SELECTED TEXT

Two big questions did the rounds on Wednesday evening. First, what could have happened that the helicopter carrying Bipin Rawat, the Chief the Defence Staff of the Indian Armed Forces, crashed on a short flight through the Nilgiris? And second, why has Kohli been removed as ODI captain?
Naturally, the media started speculating with their 'sources' suggesting a hundred reasons why Kohli was knocked out.
Earlier, there would be a press conference with the chief selector whenever the Indian team was named. Krishnamachari Srikkanth, MSK Prasad, Sandeep Patil, Syed Kirmani, Chandu Borde, et al have all addressed the media after selecting Indian teams over the years. This has stopped for quite sometime now.
In pandemic times, all media interactions happen over zoom calls. Selected questions are taken and answers given. Couldn't the BCCI have done the same thing with the chief selector (Chetan Sharma) when they were taking such a major decision on captaincy? Perhaps it wasn't important!
It's the media's job to ask questions. It is the administration's job to answer them. BCCI has been rather opaque in this regard. Giving injury updates on the day of a match, no clarity on the two new teams in the IPL and a general tendency to keep everything under wraps is a strategy the BCCI has been practicing for long.
Kohli had relinquished T20 captaincy at the end of the T20 World Cup 2021 in UAE where India did not progress beyond the group stage after losing to Pakistan and New Zealand. Given Rohit Sharma's IPL record as captain, the Mumbai Indians man was a natural successor.
But could Kohli have led both in ODIs and Tests like Mithali Raj does with the Indian women's team?
Perhaps yes. Perhaps no.
Kohli, despite being one of the world's leading batsmen and successful captains, has never won a ICC Trophy. Therefore, if he wants to fulfill a dream to lead India in 2023 World Cup (50-over) at home is not unjustified.
It is expected that a batsman like Kohli, technically gifted, gutsy, with a clinical and secular mind, will tide over poor form and return to his Bradmanesque ways.
The 50-over format gives a top-order batsman enough time and space to build an innings. It remains to be seen if Kohli, the batsman, can mentally overcome the fact he is no more the captain, a position he probably did not want to sacrifice just yet.

DATA SHOWN
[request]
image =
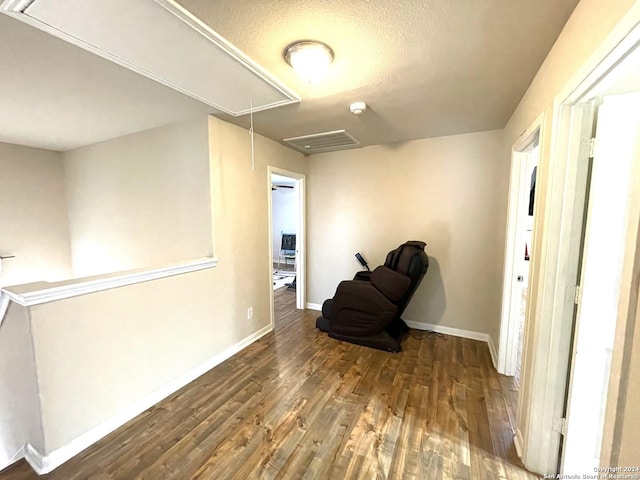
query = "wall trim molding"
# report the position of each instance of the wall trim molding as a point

TO DO
Carry on the commentary on Kohli's removal as India's ODI captain, starting right after its final sentence.

RESPONSE
This is an interesting phase in Indian cricket. The decision to go for split captaincy certainly has its benefits. Rohit Sharma's competence as a batsman can never be questioned. He has a young and explosive side to lead and South Africa will be his first big test. Plus, Rohit (34) is not getting younger and he is prone to injuries. So this is his best time to captain India, full time in limited overs cricket.
Head coaches like Rahul Dravid will always think long term and splitting team leadership roles between Virat Kohli and Rohit Sharma was not unexpected. Photo: BCCI.
With the 'Fab Three' Sourav Ganguly, Rahul Dravid and VVS Laxman in control of India's cricket management, some tough decisions are already been taken. More importantly, injuries will be better handled and any player with the slightest of niggles, will be rested.
This policy is already evident. Hardik Pandya, the blue-eyed man during Kohli-Ravi Shastri times, has been told to get fully fit first. With enough bench strength, no player can take his place for granted any more. Dravid has insisted on transparency and an equal opportunity atmosphere. Ganguly and Laxman will back him for sure.
As for Kohli, he will still be Test captain. He will lead in the purest form of the game and that's what he loves to do. Kohli needs to get a bit 'selfish' too. There is a milestone to be achieved and he still has 30 international centuries to make to equal Sachin Tendulkar.
Kohli is 33 and given his fitness level, he should play another five years of top class cricket. That's six centuries per year. He hasn't scored a hundred in over two years. Captaincy can be a thankless job. It's report card is a sum total of many aspects and team politics is one of them. The bat should do the talking for Kohli now. Let Rohit Sharma do his job. Let him feel the heat.